What needs to be done
Count the lines in the entries below that contain the string "advertising", and reply with the number alone.

begin Data entries

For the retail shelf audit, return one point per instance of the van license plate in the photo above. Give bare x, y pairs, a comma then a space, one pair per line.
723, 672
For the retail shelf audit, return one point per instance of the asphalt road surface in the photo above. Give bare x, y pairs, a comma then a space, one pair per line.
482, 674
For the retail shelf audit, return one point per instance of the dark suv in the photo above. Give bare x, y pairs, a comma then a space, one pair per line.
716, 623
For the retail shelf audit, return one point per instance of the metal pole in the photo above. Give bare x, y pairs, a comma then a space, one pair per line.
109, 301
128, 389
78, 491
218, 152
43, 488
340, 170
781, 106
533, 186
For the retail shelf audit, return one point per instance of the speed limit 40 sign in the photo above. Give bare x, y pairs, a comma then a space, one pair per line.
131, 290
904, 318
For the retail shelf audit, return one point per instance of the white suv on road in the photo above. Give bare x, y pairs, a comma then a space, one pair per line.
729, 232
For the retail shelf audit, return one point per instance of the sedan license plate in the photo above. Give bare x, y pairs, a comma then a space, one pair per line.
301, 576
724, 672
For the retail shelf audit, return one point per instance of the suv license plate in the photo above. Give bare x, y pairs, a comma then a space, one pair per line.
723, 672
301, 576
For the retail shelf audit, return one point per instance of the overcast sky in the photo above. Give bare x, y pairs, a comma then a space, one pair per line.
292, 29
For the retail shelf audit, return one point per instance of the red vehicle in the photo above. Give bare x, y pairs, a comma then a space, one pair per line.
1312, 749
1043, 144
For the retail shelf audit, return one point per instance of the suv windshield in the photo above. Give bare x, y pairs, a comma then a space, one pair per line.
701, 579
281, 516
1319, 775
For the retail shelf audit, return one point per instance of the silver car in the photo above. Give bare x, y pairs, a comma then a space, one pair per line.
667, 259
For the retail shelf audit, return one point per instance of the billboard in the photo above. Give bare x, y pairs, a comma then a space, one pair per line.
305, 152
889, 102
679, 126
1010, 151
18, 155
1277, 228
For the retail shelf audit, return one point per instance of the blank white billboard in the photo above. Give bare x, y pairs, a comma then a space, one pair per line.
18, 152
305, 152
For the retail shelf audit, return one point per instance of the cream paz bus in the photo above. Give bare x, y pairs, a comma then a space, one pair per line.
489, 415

end Data entries
begin Data entries

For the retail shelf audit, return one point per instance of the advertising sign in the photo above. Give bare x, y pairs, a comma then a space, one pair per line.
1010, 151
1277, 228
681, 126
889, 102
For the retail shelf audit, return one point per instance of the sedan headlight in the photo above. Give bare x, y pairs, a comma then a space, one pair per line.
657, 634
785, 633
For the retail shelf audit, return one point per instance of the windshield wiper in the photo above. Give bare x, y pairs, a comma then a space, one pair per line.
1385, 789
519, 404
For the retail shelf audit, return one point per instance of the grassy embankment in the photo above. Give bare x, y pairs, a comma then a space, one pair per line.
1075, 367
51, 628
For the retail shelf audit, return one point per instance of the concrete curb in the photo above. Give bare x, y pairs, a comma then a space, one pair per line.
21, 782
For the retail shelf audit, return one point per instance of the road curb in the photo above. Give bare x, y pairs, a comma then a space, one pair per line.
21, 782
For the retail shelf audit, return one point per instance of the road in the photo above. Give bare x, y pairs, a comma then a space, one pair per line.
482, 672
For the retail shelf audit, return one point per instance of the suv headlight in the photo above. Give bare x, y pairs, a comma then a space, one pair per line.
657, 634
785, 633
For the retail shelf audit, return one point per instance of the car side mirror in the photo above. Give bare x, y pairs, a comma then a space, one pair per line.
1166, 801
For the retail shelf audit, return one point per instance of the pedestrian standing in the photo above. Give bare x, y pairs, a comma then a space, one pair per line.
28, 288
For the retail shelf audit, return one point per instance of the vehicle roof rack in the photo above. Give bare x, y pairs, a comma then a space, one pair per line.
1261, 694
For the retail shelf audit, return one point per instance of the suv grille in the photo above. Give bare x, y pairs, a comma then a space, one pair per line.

end Data entries

Written response
1